### Task brief
Reproduce, character for character, the entries from their opening line through the line with "request | drop a dot on each instance of the white".

★ ★ ★ ★ ★ ★ ★

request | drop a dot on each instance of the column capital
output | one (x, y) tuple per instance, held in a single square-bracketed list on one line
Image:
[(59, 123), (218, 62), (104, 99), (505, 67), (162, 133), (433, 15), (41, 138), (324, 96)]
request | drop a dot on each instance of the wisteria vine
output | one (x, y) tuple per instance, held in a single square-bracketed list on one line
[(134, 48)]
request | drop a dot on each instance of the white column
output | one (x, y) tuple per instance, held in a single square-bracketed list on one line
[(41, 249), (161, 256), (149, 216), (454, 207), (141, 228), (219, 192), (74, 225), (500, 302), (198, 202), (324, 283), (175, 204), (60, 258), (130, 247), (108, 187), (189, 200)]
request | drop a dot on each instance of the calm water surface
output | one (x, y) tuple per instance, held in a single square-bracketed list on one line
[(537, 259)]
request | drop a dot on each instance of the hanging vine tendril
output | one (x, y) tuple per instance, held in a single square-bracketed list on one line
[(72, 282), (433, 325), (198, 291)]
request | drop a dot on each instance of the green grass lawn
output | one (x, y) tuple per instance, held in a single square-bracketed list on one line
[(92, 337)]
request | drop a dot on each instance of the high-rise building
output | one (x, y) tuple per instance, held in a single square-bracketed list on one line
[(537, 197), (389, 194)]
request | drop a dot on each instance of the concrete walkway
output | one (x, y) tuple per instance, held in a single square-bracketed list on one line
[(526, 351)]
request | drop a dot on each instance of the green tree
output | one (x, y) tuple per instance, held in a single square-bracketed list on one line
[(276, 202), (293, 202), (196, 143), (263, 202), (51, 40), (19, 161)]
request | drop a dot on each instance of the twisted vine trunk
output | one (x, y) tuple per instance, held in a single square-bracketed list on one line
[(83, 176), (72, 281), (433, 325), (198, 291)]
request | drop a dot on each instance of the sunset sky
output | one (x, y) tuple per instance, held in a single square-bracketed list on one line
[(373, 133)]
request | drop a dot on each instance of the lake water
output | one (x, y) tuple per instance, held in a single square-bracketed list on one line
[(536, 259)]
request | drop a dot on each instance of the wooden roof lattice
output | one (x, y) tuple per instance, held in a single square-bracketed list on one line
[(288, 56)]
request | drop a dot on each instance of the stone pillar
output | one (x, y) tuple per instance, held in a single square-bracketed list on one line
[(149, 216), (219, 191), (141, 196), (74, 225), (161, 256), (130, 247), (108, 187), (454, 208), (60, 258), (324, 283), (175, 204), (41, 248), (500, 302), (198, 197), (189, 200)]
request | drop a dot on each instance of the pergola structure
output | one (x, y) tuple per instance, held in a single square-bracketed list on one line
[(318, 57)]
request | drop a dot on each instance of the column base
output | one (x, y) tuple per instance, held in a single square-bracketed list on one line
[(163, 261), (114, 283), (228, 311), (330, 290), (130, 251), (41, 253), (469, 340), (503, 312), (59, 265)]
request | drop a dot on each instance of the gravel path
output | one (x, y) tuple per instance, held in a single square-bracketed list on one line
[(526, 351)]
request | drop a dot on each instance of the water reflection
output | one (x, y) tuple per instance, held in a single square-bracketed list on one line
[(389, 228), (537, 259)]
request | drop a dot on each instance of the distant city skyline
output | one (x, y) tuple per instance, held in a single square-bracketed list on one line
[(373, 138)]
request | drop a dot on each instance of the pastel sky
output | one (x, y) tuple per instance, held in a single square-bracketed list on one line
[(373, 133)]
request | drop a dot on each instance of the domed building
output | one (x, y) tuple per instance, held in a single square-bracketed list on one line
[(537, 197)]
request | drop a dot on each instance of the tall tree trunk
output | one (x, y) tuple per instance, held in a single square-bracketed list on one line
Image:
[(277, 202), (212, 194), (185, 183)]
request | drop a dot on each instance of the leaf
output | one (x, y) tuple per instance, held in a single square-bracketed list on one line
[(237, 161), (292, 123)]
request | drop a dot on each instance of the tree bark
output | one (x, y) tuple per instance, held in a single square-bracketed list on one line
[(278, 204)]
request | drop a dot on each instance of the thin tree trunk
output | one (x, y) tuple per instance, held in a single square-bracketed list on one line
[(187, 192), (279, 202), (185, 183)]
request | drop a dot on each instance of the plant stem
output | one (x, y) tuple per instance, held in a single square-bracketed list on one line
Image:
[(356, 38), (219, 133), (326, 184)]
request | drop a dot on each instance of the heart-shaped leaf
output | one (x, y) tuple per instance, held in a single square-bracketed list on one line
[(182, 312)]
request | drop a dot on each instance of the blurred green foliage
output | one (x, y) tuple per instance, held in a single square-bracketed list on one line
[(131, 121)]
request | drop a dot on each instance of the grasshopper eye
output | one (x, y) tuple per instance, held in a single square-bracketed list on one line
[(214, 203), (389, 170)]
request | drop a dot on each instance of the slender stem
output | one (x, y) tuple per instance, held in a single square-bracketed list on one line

★ ★ ★ ★ ★ ★ ★

### Response to this exercise
request | drop a dot on each instance of the column capital
output | one (x, y) tuple per instance, held in a single square-bracketed list on one line
Image:
[(59, 123), (218, 62), (104, 99), (505, 67), (162, 133), (433, 15), (41, 138), (324, 96)]
request | drop a dot on each instance of the wisteria vine
output | one (x, y) tuple per instance, held in a single square-bracketed list on one line
[(134, 48)]
request | drop a dot on each instance of the white column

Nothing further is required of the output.